What is being asked: Write out the stretch of the passage on the suppression of Indian self-government from "and BIA agents" through "of their victims.".

Reading passage:
....
2. Suppression of Indian Self-Government
The United States' Indian policy has long
disabled autonomous determination of the political
organization, economic development, and legal regulation of
Indian tribes and people, principally by disintegrating tribal
institutions and supplanting them with Euro-American forms of
governance. From the dark ages of the Allotment Era to the
present, Indian legal institutions have presented an
attractive point-of-entry to agents of forced "social
evolution" whose labors have wrought the domination and
physical assimilation of Indian tribes and people.
a) Legal Imperialism
Although no Indian tribe had codified a body
of written law as of 1776, many tribes had "rules of
conduct and attitudes of the mind concerning their kinship
system." Tribal legal systems conditioned members to
adhere to a sacred system of well-elaborated tribal values of
order, harmony, interdependence, and peace. Consequently,
disputes within the tribe were typically resolved not in
formal institutions using adjudicative procedures, but rather
with the aid of respected elders who would guide disputants to
a restorative compromise. "[T]hough it appeared to the
casual white observer that anarchy reigned," spiritual
consensus produced a coherent jurisprudence that served Indian
tribes well despite the absence of the "paraphernalia of
European civilization." In contrast, the Anglo-European
model imported by discovering nations focused on individual
rights, the placement of the burden of proof on accusers, and
the punishment and removal of offenders from the community by
imprisonment. Despite retention of nearly exclusive subject
matter and personal jurisdiction to the territorial limits of
their reservations even as of the late nineteenth century,
Indian tribes, with no easily identifiable legal institutions,
procedures, or records, were beset by a constellation of
religious proselytizers, "friends of the Indian,"
and BIA agents who, concluding Indians were without law or
justice, imposed legal "civilization."
The 1883 case of Ex parte Crow Dog, in which
the U.S. Supreme Court overturned, for lack of jurisdiction,
the federal conviction of an Indian charged with the murder of
another Indian, induced Congress to extend the complete
coercive power of federal criminal law to thereservations.
Determined to rectify the barbarous, "savage
quality" of tribal law and mollify public fervor,
Congress applied "white man's morality" with the
Major Crimes Act of 1885 to expressly establish concurrent
federal jurisdiction over major felonies committed by Indians
on reservations regardless of the status of their victims.
Legal challenges to the Major Crimes Act failed to reestablish
tribal legal self-determination but provided the judiciary
occasion to further undergird the trust doctrine and plenary
power.
The paternalistic assault upon Indian legal
sovereignty, joined on the religious front with the adoption
of the CIO/CFR courts, intensified during the Great Depression
with the passage of the Indian Reorganization Act of 1934
("IRA" or "Dawes Act"). Although the IRA
expressly recognized that tribes might create their own courts
and enact their own laws, the legislation imposed BIA-drafted
boilerplate constitutions that created strange new substantive
and procedural obligations. Moreover, after the passage of
Public Law 280 in 1954, providing that specified states could
unilaterally accept concurrent jurisdiction over Indian
territory within their borders, the entire body of state civil
and criminal law was extended to classes of cases involving
Indians. Fearing that failure to create acceptable tribal
courts would result in states taking jurisdiction over all
cases occurring on reservations, and understanding that review
of plenary power in the exercise of regulatory jurisdiction
over Indian affairs was an exercise in futility, the tribes
begrudgingly implemented constitutions and adversarial justice
systems.
....
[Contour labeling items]
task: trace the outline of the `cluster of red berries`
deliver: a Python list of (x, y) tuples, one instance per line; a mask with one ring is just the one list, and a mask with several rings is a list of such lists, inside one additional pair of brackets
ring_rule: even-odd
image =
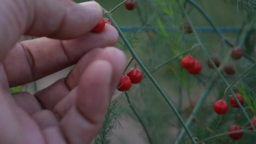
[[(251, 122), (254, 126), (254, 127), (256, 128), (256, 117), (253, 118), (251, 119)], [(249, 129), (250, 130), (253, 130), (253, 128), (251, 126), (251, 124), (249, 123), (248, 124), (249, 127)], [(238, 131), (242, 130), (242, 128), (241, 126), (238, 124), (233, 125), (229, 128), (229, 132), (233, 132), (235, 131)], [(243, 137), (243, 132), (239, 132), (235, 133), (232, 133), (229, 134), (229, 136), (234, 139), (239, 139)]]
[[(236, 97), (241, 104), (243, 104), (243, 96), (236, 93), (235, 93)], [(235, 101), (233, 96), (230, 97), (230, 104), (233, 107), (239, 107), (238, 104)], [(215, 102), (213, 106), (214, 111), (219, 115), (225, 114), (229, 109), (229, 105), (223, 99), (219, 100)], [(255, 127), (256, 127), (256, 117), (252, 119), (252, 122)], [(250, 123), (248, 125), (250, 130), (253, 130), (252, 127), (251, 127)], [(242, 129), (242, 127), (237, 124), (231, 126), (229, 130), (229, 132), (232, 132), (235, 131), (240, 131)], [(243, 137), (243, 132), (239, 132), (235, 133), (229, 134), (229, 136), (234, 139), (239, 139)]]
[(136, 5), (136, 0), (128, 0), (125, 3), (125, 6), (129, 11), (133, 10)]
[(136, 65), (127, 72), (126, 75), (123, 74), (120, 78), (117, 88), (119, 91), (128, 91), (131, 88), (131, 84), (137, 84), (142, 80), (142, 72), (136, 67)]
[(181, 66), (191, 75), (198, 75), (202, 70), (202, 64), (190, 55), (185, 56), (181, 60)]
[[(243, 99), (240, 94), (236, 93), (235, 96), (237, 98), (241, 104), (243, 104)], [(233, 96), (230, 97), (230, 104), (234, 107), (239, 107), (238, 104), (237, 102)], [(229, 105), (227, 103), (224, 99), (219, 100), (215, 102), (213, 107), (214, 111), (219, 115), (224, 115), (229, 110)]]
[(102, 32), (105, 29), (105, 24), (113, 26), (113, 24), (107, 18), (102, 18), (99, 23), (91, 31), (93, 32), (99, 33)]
....
Answer to the task:
and BIA agents who, concluding Indians were without law or
justice, imposed legal "civilization."
The 1883 case of Ex parte Crow Dog, in which
the U.S. Supreme Court overturned, for lack of jurisdiction,
the federal conviction of an Indian charged with the murder of
another Indian, induced Congress to extend the complete
coercive power of federal criminal law to thereservations.
Determined to rectify the barbarous, "savage
quality" of tribal law and mollify public fervor,
Congress applied "white man's morality" with the
Major Crimes Act of 1885 to expressly establish concurrent
federal jurisdiction over major felonies committed by Indians
on reservations regardless of the status of their victims.